§ **WORK TO COMPLETE**:
Word for word, give the entries back.
(PROVIDED RECORDS)
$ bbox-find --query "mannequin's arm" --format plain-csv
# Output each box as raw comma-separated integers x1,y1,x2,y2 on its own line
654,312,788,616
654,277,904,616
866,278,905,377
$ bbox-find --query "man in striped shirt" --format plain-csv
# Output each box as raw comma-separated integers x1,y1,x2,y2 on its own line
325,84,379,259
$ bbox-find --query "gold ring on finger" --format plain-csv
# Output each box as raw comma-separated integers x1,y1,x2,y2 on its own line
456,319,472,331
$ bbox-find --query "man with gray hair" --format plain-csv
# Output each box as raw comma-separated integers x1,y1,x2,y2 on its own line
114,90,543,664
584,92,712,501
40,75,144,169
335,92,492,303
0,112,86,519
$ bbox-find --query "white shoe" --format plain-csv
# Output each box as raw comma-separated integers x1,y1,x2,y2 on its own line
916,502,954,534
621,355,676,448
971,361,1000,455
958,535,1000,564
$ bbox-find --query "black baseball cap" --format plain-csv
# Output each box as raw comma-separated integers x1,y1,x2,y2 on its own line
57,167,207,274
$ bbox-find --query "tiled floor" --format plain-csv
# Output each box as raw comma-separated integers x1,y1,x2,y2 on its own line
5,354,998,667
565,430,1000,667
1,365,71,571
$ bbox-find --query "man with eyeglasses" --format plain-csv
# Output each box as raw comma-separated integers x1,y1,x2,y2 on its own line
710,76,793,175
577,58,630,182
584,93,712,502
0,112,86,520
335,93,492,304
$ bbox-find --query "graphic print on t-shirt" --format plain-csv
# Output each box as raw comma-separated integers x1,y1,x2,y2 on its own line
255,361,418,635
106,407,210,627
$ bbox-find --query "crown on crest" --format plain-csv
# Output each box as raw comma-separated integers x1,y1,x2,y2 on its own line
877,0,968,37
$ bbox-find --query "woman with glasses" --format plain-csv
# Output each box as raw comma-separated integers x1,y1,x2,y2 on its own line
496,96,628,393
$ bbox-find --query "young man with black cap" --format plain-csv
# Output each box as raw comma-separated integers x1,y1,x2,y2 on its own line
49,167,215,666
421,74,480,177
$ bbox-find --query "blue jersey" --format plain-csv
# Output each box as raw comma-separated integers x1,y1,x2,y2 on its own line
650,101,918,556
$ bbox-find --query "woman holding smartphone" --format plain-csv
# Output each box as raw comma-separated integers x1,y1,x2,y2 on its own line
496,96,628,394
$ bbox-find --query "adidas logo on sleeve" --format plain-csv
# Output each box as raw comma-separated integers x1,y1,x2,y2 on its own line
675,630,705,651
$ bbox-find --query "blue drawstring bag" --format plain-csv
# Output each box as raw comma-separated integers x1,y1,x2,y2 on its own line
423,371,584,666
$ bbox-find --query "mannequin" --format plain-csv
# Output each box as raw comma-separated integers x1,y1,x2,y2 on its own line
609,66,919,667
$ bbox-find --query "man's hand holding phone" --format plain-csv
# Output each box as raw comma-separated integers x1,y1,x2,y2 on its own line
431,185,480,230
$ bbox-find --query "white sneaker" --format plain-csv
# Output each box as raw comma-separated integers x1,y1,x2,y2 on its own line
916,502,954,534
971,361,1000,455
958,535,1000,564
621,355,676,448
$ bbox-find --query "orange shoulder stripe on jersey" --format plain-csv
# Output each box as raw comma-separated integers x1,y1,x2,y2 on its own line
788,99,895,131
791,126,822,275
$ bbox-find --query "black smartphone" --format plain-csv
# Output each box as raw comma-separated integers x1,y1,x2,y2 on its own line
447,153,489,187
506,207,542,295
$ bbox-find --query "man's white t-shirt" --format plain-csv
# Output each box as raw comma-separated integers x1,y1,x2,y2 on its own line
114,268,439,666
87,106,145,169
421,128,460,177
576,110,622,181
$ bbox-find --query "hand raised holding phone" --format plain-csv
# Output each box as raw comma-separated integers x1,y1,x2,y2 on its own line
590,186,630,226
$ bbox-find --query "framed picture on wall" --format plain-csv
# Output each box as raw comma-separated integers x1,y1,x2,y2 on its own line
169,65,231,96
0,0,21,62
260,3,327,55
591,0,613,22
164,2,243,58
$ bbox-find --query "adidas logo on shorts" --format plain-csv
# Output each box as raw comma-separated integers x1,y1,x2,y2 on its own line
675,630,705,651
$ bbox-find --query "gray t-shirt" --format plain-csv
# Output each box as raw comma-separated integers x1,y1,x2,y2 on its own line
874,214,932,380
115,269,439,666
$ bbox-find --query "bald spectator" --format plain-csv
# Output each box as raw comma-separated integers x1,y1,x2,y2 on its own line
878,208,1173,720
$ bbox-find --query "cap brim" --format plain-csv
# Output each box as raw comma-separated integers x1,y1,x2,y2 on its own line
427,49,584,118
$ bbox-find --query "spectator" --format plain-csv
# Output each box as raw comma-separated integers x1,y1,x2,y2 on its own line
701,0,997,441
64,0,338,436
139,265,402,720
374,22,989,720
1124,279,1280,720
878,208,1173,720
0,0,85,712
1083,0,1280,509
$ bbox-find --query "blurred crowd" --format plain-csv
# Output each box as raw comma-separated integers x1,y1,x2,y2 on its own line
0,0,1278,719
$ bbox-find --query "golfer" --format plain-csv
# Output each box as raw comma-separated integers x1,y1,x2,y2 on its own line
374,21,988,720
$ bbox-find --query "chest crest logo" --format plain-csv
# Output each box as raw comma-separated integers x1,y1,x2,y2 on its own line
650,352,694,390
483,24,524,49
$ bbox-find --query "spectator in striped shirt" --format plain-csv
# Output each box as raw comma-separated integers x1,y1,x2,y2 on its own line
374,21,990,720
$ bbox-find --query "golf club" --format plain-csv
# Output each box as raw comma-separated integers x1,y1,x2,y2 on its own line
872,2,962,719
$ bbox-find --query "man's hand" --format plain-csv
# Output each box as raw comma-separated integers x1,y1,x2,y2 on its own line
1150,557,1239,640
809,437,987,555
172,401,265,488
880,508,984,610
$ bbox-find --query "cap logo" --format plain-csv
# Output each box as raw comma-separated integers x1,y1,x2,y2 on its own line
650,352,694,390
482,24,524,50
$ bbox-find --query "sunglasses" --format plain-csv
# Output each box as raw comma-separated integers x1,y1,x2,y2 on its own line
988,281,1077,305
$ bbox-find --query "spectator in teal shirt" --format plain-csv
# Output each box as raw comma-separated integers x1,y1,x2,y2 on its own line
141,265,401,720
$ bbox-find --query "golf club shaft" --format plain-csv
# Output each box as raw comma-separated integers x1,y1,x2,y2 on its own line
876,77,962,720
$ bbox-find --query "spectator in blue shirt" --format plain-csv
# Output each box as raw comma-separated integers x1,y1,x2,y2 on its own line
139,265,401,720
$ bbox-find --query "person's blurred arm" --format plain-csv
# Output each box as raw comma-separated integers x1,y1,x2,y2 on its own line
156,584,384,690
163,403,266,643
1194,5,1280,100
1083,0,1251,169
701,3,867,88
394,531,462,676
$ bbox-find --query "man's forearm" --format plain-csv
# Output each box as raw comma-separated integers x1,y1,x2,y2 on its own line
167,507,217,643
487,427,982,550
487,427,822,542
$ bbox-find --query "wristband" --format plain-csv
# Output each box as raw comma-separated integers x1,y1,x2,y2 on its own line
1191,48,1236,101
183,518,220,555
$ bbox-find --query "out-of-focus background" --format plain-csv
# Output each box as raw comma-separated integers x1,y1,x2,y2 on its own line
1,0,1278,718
(End PROVIDED RECORDS)
§ **REPLY**:
$ bbox-find --query "mannequin's arm" --format plain-csv
# Output each box as raw comma-separated integers x1,y1,x2,y2 on its own line
654,312,788,616
654,277,904,616
866,278,905,377
$ bbox-find --query "man in striped shirt" --format plain-csv
# Output each box as raw comma-separated integers x1,y1,x2,y2 on its own line
325,84,379,259
$ bbox-find --query "gold ring on finger" --format plain-csv
# Output each box as raw comma-separated integers x1,y1,x2,y2 on its own line
456,319,472,331
$ bbox-find --query "man with gray hair" --format plain-csv
# Output each box as raw comma-separated integers x1,y1,x2,y2 on its own line
114,90,543,664
584,92,712,501
40,75,144,169
335,92,492,303
0,112,86,519
$ bbox-find --query "white shoe" --format plain-csv
# Output each box as raw comma-separated integers x1,y1,x2,y2 on its own line
916,502,954,534
621,355,676,448
971,361,1000,455
958,535,1000,564
$ bbox-find --query "black baseball cap" --format plain-csv
# Output each box as raw comma-separated integers x1,y1,x2,y2 on its own line
57,167,207,274
$ bbox-find --query "tiled floor" --format plain-csv
# Output each box as raw comma-separated integers x1,y1,x2,y2 on its own line
5,354,998,667
565,430,1000,667
1,365,71,571
$ bbox-find --query "man with eyeglasses" --format plain-csv
# Output each box as raw comma-separated integers x1,y1,x2,y2 on its own line
710,76,793,175
577,58,630,182
584,93,712,502
0,112,86,520
335,93,492,304
$ bbox-find --query "graphic print on t-shirt" --format plain-csv
# Output each box as raw comma-separated integers x1,y1,x2,y2 on its own line
255,361,418,635
106,407,210,627
$ bbox-find --query "crown on crest" --format plain-csv
# Output each box as raw comma-separated integers x1,y1,x2,y2 on its own line
877,0,968,37
$ bbox-find --query "woman with glasses" --format plain-csv
# Output each box as raw comma-separated integers x1,y1,x2,y2 on its own line
496,96,628,393
$ bbox-find --query "young man with black cap" --format plain-csv
# Output each box as raw comma-separated integers x1,y1,x2,y2 on its own line
49,167,215,666
421,74,480,177
$ bbox-find --query "blue jersey" --format plain-csv
# Output each box as raw comma-separated integers x1,y1,x2,y2 on its own line
650,101,918,556
$ bbox-find --query "woman holding smartphone" --format plain-csv
# Output each box as raw comma-separated integers x1,y1,x2,y2 on its own line
496,96,628,394
$ bbox-find --query "adidas logo on sleeve" --format plain-csv
# Output each box as raw comma-separated integers x1,y1,x2,y2 on its own line
675,630,705,651
$ bbox-find --query "blue drawstring bag" --format plain-csv
# Output each box as raw comma-separated integers x1,y1,x2,y2 on its own line
423,371,584,666
$ bbox-find --query "mannequin" --format plain-csv
# Output each box as raw comma-separated integers x1,y1,x2,y2 on its own line
609,66,919,667
$ bbox-find --query "man's hand holding phone" --format plain-csv
# Output each box as raw comma-separated integers x1,y1,x2,y2 on its own line
431,185,480,230
$ bbox-find --query "white sneaker" --format plain-csv
# Output each box as raw comma-separated integers x1,y1,x2,y2 on its own line
916,502,954,534
971,361,1000,455
958,535,1000,564
621,355,676,448
$ bbox-find --query "orange shoulder stripe on jersey" --format plain-csv
# Output each box as raw comma-separated integers x1,y1,x2,y2 on its own line
788,99,895,131
791,126,822,275
$ bbox-find --query "black smartphone" --format plain-csv
# Output each box as raw comma-separated integers x1,y1,x2,y2 on its own line
447,153,489,187
506,207,542,295
$ bbox-find --query "man's white t-shirt" --format plain-csv
# Output each box as raw comma-separated integers x1,y1,x2,y2 on its own line
114,268,439,666
87,106,145,169
421,128,460,177
576,110,622,181
$ bbox-find --query "hand raised holding phone" --format plain-csv
# Output each box as raw comma-separated integers x1,y1,x2,y2 on its own line
590,186,630,226
$ bbox-find --query "framed picture on wall" --format plain-csv
# Output each box as raw comma-separated integers x1,y1,x2,y2 on its own line
169,65,231,96
0,0,21,62
260,3,327,55
591,0,613,22
164,2,243,58
$ bbox-find --query "adidas logo on shorts" --format plain-csv
# Output each box as raw comma-separated integers x1,y1,x2,y2 on its own line
675,630,705,651
$ bbox-find --query "gray t-shirt" --format plain-csv
# Output each box as raw comma-separated integers x1,y1,x2,y2 on its own line
874,214,932,380
115,269,439,666
$ bbox-find --query "bald spectator" --format plain-csv
# Output each box as raw comma-separated integers x1,y1,x2,y2 on its own line
878,208,1173,720
$ bbox-find --query "cap brim" --format plain-csv
# Output each box as raw comma-separated integers x1,y1,x2,y2 on its own line
427,49,584,118
$ bbox-find --query "spectator" --format plain-csv
# Output each box as raw comma-separated integers x1,y1,x2,y2 on its own line
701,0,997,441
64,0,338,436
139,265,402,720
374,22,989,720
1124,279,1280,720
878,208,1173,720
0,0,85,712
1083,0,1280,509
$ bbox-find --query "blurred crowd" --format plain-csv
# Output each box as raw comma-separated integers x1,y1,x2,y2 on its own line
0,0,1278,719
$ bbox-find --query "golfer" --format plain-csv
# Output each box as raw comma-separated integers x1,y1,x2,y2 on its own line
374,21,988,720
$ bbox-find --query "chest crest logo" --format plain-csv
# Output each box as raw comma-separated integers x1,y1,x2,y2 on its own line
650,352,694,390
483,24,524,49
$ bbox-find --query "spectator in striped shirt" --format plain-csv
# Output each box as raw comma-separated integers x1,y1,x2,y2 on its own line
374,21,990,720
$ bbox-find --query "golf club" --format plain-csv
# Output each box as raw comma-separated integers x1,y1,x2,y2 on its own line
872,2,962,719
$ bbox-find --query "man's hand" --format plain-csv
# Output each box as raw comma-separated integers x1,y1,x2,y2 on its own line
1150,557,1239,640
809,437,987,555
172,401,265,488
880,508,984,610
$ bbox-find --query "cap logo" --format plain-csv
# Output each box as raw comma-separated integers x1,y1,x2,y2 on its own line
650,352,694,390
482,24,524,50
$ bbox-find --query "sunglasses" --format plain-csv
# Output each box as raw comma-separated integers x1,y1,x2,y2 on its own line
988,281,1077,305
$ bbox-find --query "spectator in teal shirt" --format plain-csv
# Output each box as raw comma-separated integers x1,y1,x2,y2 on its own line
141,265,401,720
$ bbox-find --query "golf club shaft" --format plain-csv
# Output each box as raw comma-separated integers x1,y1,x2,y2 on its own line
876,77,962,720
$ bbox-find --query "spectator in blue shirt" --format plain-csv
# Output each box as raw comma-separated integers x1,y1,x2,y2 on its own line
139,265,401,720
$ bbox-find --query "person's blurred arm" --format plain-csv
# Output each box as raw comma-separated integers x1,y1,x2,y2 on its own line
156,584,384,690
163,403,266,643
1194,5,1280,100
1083,0,1251,169
701,3,867,88
394,531,462,676
$ bbox-find --query "man's forearm" --format plain-csv
# Output each box as raw comma-separated integers x1,y1,x2,y2 on its own line
167,507,217,643
487,427,982,550
487,427,822,542
$ bbox-find --query "wristband" --format plain-csv
# Output each box as raw comma-separated integers x1,y1,x2,y2 on its own line
1191,48,1236,101
183,518,220,555
$ bbox-find --query "out-of-focus background" --format plain-csv
# Output each box as raw comma-separated integers x1,y1,x2,y2 on its own line
1,0,1278,718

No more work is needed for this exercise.